> What you need to do: Condense the Dunkirk plot summary below into three sentences.

> Document text:
*****

Plot Summary (Dunkirk) Dunkirk

The film tells the evacuation of Dunkirk through three interwoven timelines running at different speeds — land (one week), sea (one day), air (one hour) — that converge at the climax. Christopher Nolan described his structural ambition:

"I wound up fragmenting the story into three different story lines that braid together, and broadly speaking that's land, sea and air." — Christopher Nolan, NPR (2017)

The Mole — one week on the beach

Tommy, a young British private, flees through the streets of Dunkirk as German leaflets fall around him. His unit is killed. He reaches the beach, where hundreds of thousands of soldiers wait in orderly lines stretching down to the water. He meets Gibson, a silent soldier burying a body in the sand.

Tommy and Gibson carry a wounded man on a stretcher to a hospital ship at the mole — the long stone breakwater that serves as the only viable embarkation point. Commander Bolton and Colonel Winnant oversee the evacuation from the mole's end, watching the queues and counting ships. A Luftwaffe bombing run sinks the hospital ship; Tommy and Gibson survive by hiding beneath the pier.

They attach themselves to a group of Highlanders, including Alex, and board a destroyer. A torpedo strikes the destroyer and it capsizes. Gibson pulls Tommy through a porthole. They swim free, coated in oil. Back on the beach, they find a grounded Dutch trawler in the tidal flats and hide inside with other soldiers, waiting for the tide to rise and float them out. German soldiers begin using the trawler's hull for target practice. As water floods in through bullet holes, Alex accuses Gibson of being a German spy. Gibson is revealed to be French — he took the identity of the dead soldier he was burying at the start. When the trawler finally floats free, Gibson becomes entangled in a chain below decks and drowns.

*****

> Information provided:
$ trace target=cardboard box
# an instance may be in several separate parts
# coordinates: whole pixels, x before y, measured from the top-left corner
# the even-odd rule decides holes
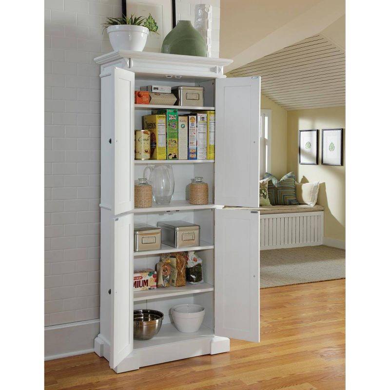
[[[187,160],[188,154],[188,117],[187,115],[179,115],[178,123],[179,159]]]
[[[207,159],[214,160],[215,150],[215,112],[201,111],[207,114]]]
[[[154,270],[146,268],[134,271],[133,289],[134,291],[143,291],[157,288],[157,274]]]
[[[171,87],[169,85],[145,85],[141,87],[141,91],[148,91],[149,92],[160,92],[162,94],[170,94]]]
[[[196,116],[188,116],[188,159],[196,159]]]
[[[196,114],[196,159],[207,159],[207,114]]]
[[[151,159],[167,159],[167,128],[165,116],[152,114],[142,117],[142,129],[150,132]]]
[[[164,114],[167,126],[167,159],[177,160],[179,154],[177,110],[175,109],[157,110],[153,114]]]

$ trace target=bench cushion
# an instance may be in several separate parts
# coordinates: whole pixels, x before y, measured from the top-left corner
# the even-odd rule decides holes
[[[227,209],[257,210],[260,214],[283,214],[287,213],[310,213],[323,211],[324,207],[319,205],[309,206],[308,204],[298,204],[291,206],[267,206],[257,208],[252,207],[226,207]]]

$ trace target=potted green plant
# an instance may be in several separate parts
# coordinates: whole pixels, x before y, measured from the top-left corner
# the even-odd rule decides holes
[[[103,24],[107,29],[110,43],[115,51],[136,50],[142,51],[146,44],[149,31],[157,33],[158,26],[149,14],[144,16],[107,18]]]

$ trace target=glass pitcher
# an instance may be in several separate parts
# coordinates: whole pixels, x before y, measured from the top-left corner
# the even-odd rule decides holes
[[[172,166],[168,164],[147,165],[143,177],[152,185],[153,200],[157,204],[171,203],[175,190],[175,178]]]

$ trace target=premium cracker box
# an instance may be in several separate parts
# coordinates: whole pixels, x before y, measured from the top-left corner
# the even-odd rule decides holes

*****

> Final answer: The film tells the evacuation of Dunkirk through three interwoven timelines that converge at the climax: land over one week, sea over one day, and air over one hour. On the beach, the young British private Tommy and the silent soldier Gibson survive the bombing of a hospital ship at the mole and then the torpedoing of a destroyer. While they hide in a grounded Dutch trawler under German fire, Gibson is revealed to be French, having taken the identity of a dead soldier, and he drowns below decks when the trawler floats free.